Task material:

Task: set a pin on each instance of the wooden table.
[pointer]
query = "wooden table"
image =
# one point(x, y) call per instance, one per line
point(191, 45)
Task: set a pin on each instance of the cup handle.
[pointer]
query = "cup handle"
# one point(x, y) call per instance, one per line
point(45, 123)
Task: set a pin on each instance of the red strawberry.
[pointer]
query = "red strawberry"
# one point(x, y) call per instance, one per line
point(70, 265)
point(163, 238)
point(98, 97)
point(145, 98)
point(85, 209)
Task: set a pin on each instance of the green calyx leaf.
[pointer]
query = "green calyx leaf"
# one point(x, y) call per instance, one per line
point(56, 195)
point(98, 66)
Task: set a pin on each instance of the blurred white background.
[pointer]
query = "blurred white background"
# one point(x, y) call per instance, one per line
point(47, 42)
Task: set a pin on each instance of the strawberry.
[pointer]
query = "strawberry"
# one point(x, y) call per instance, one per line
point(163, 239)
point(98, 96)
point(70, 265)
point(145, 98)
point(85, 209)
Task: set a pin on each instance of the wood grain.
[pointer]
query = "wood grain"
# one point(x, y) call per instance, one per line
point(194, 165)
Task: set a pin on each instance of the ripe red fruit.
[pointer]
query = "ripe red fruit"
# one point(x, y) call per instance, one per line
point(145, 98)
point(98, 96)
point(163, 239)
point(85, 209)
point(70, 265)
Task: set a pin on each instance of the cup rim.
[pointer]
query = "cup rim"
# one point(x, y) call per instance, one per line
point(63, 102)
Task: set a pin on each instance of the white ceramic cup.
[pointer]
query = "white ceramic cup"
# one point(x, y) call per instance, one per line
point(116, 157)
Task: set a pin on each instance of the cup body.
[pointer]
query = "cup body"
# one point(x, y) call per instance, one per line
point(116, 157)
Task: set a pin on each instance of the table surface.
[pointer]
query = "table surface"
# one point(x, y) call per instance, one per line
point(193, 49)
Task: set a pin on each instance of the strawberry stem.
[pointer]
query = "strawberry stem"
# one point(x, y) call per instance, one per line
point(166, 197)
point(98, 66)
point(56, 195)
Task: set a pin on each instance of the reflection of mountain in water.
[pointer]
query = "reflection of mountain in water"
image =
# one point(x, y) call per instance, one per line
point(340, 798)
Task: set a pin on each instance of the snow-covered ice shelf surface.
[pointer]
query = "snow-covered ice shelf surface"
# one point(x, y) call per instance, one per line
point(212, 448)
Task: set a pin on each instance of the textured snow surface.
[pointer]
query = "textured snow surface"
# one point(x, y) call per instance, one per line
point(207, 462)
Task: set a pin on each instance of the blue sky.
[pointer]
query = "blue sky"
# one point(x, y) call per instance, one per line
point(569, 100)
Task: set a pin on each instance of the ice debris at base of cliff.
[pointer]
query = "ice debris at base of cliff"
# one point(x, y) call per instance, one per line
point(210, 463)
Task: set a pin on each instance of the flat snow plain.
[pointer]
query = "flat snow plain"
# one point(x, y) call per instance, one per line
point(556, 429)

Stated goal: Rewrite all of the records above, replacing each occurrence of "set a pin" with "place a marker" and leaving everything else unchanged.

Full response:
Task: place a marker on each instance of the wooden table.
[pointer]
query = "wooden table"
image =
# one point(x, y) call per instance, one per line
point(191, 45)
Task: place a marker on each instance of the cup handle.
[pointer]
query = "cup handle"
# one point(x, y) call per instance, one per line
point(45, 123)
Task: place a marker on each instance of the red strawberry.
[pointer]
query = "red strawberry"
# one point(x, y) call per instance, one per line
point(70, 265)
point(163, 238)
point(98, 97)
point(145, 98)
point(85, 209)
Task: place a marker on each instance of the green calyx leaf.
[pointer]
query = "green calyx leaf"
# one point(x, y) call per instance, one per line
point(56, 195)
point(98, 66)
Task: place a marker on each instance of the blurred white background.
[pointer]
query = "blurred white background"
# one point(x, y) call per instance, one per line
point(47, 42)
Task: place a marker on each instance of the strawberry.
[pointer]
query = "strawberry"
# one point(x, y) call per instance, one per line
point(163, 239)
point(98, 96)
point(70, 265)
point(145, 98)
point(85, 209)
Task: place a marker on each instance of the wood grain.
[pointer]
query = "wood grain"
# one point(x, y) call per instance, one per line
point(194, 165)
Task: place a marker on each instance of the ripe red fruit.
[pointer]
query = "ripe red fruit"
# one point(x, y) call per instance, one per line
point(145, 98)
point(98, 96)
point(163, 239)
point(85, 209)
point(70, 265)
Task: place a marker on each instance of the cup rim.
[pointer]
query = "cup rim"
# one point(x, y) call per instance, one per line
point(63, 102)
Task: place a marker on each instance of the white ceramic cup.
[pointer]
query = "white ceramic cup"
# one point(x, y) call per instance, one per line
point(116, 157)
Task: place a marker on each instance of the cup body.
[pointer]
query = "cup body"
# one point(x, y) call per instance, one per line
point(116, 157)
Task: place a marker on each instance of the table surface.
[pointer]
query = "table surface"
# one point(x, y) call per instance, one per line
point(193, 49)
Task: place a marker on each instance of the strawberry stem.
[pointer]
query = "strawberry stem"
# one point(x, y) call per instance, one per line
point(166, 197)
point(98, 66)
point(56, 195)
Task: place a marker on each instance of the reflection of mountain in water.
[pointer]
query = "reflection of mountain in water"
image =
# one point(x, y) call per instance, one per line
point(340, 798)
Task: place a marker on each instance of the snow-covered ice shelf surface.
[pointer]
query = "snow-covered ice shelf surface"
# one point(x, y) call per instance, one per line
point(212, 448)
Task: place a marker on each instance of the textured snow surface.
[pointer]
query = "textured snow surface"
# one point(x, y) call per instance, one per line
point(207, 462)
Task: place a marker on each instance of the blue sky.
[pointer]
query = "blue sky"
# one point(x, y) call per instance, one per line
point(569, 100)
Task: place a marker on each instance of the ice debris at base of cliff.
[pointer]
query = "ice debris at base of cliff"
# one point(x, y) call per instance, one per line
point(210, 463)
Task: place a marker on each instance of the flat snow plain.
[pointer]
query = "flat snow plain"
# one point(x, y) call per instance, one per line
point(556, 429)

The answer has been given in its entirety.